■ GIVEN TEXT:
When Everything That Can Happen, Does
05:47 AM – My phone vibrates itself off the nightstand. The on-call alert tone is the same four-bar chiptune that has haunted my dreams since 2019. Today’s message reads:
CRITICAL – Rack 17 PDU B tripped – 42 servers offline – Customer: Tier-1 hyperscaler
I’m already pulling on yesterday’s jeans before I finish reading. Coffee can wait. Sleep definitely can.
06:12 AM – Walking the “quiet corridor” between the security mantrap and the white-noise roar of the main floor. Thirty-thousand servers hum like a continuous thunderstorm trapped in a concrete box. The temperature is exactly 22.0 °C. Someone, somewhere, will still open a ticket saying “it feels hot.”
I reach Row 17. The PDU (power distribution unit) that died is making the special kind of clicking noise that means “I’m not just dead, I’m angrily dead.” Red lights strobe like an 80s arcade game having a seizure.
06:28 AM – While I’m on the phone with the vendor (“Yes I already power-cycled it twice… yes I held the reset button for ten Mississippis…”) I hear the unmistakable POP followed by the smell of hot electronics from two aisles over.
I glance at my phone. New alert:
CRITICAL – Smoke detected – Zone 4-11
Of course.
06:41 AM – I arrive to find two very confused night-shift security guards staring at a server that’s gently smoking from the back like it just tried to hot-box itself. The machine is a six-year-old GPU node that was scheduled for decommissioning… next quarter. Apparently it decided to go out with fireworks instead.
The fire-suppression system is still in “pre-discharge” warning mode. Everyone is silently begging it not to dump FM-200 and ruin the morning.
I kill power to the entire half-rack, grab the nearest CO₂ extinguisher just in case, and start triage. Turns out a capacitor in the power supply finally gave up and turned into a tiny roman candle.
07:19 AM – The hyperscaler account manager has already called. Three times. It’s somehow my fault that their machine-learning training run got interrupted 14 hours in. I explain – politely – that physics doesn’t accept change requests.
08:03 AM – Back in the break room. The coffee machine is broken again (third time this month). We now have a Post-it note on it that reads:
OUT OF ORDER – FIGHT ME
I drink Red Bull #1. It tastes like regret and battery acid.

[Entries taken from a collection]
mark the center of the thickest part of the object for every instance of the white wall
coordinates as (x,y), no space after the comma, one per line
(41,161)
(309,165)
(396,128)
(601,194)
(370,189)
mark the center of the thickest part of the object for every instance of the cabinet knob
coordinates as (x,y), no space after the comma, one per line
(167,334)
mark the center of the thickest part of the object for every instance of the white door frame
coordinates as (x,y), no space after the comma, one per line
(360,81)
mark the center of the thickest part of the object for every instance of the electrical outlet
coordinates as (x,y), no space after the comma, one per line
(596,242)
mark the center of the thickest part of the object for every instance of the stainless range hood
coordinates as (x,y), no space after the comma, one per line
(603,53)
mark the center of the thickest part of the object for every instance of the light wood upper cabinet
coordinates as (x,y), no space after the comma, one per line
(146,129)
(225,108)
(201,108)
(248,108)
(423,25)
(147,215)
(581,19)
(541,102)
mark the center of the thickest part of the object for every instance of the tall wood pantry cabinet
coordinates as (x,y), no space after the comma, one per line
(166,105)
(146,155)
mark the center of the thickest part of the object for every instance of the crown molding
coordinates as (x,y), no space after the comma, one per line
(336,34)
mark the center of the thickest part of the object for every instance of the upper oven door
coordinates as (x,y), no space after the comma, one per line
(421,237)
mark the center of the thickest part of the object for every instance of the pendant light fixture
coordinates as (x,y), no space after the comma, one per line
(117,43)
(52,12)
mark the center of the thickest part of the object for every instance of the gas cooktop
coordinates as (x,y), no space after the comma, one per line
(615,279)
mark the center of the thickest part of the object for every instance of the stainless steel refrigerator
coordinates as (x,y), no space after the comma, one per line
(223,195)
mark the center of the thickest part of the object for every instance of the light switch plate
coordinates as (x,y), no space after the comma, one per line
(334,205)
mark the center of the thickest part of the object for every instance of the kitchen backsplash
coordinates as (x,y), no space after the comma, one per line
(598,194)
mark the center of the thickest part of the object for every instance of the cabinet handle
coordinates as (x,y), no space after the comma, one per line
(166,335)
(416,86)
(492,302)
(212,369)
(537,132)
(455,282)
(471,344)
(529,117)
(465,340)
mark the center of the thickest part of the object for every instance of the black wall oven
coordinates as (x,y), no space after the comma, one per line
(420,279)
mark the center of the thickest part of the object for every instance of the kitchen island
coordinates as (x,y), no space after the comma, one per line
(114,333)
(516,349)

■ TASKS TO COMPLETE:
1. In the on-call story, what made the GPU node start smoking?
2. Sum up the on-call story in two sentences.
3. Pick up the on-call story after its last line and keep it going.

■ OUTPUTS IN ORDER:
1. A capacitor in its power supply failed.

2. At 5:47 AM the narrator gets an alert that a PDU in Rack 17 has tripped and taken 42 servers offline, and while on the phone with the vendor, a smoke alert sends them to a six-year-old GPU node whose power-supply capacitor has burst. After cutting power to the half-rack and hearing three times from the hyperscaler's account manager about an interrupted training run, the narrator retreats to the break room, finds the coffee machine broken again, and drinks a Red Bull.

3.
09:40 AM – The morning change window starts. Today’s big ticket: swapping forty spine switches to new 400G models. Everything is scripted, rehearsed, triple-checked.
At 09:47 someone fat-fingers the BGP announcement and announces our entire /16 prefix with a next-hop of 127.0.0.1.
The internet briefly forgets we exist.
For eleven glorious minutes our ASN becomes the black hole of North America.
The network engineer who did it is already rage-typing “WITHDRAW WITHDRAW WITHDRAW” into the terminal. I’m just standing behind him holding moral support Red Bull #2.
10:03 AM – Routing restored. Collective blood pressure drops from “stroke imminent” to “mild panic attack.”
11:22 AM – I find a raccoon living inside the cable tray in Zone 2.
Yes. A full-grown raccoon. Eating insulation off a fiber bundle like it’s cotton candy.
We stare at each other for a solid five seconds. He hisses. I hiss back (instinct). Then I radio facilities:
“Uh… we have a furry asset in the overhead. Repeat, live asset in cable tray.”
Facilities guy’s reply: “Is it paying rent?”
12:50 PM – Raccoon has been humanely relocated. We lost six strands of single-mode fiber. The replacement will take 48 hours. The storage array that was using those links is now running on a single degraded path.
Someone has already named the raccoon “Kevin” and started a Slack channel #justice-for-kevin.
14:30 PM – Lightning strikes a utility pole 0.8 miles away. The transfer switch thinks about switching to generator… then changes its mind. Lights flicker once. Every UPS in the building goes to battery for 3.7 seconds.
Fourteen servers decide this is the perfect moment to corrupt their RAID arrays.
I start opening incident tickets faster than I can read them.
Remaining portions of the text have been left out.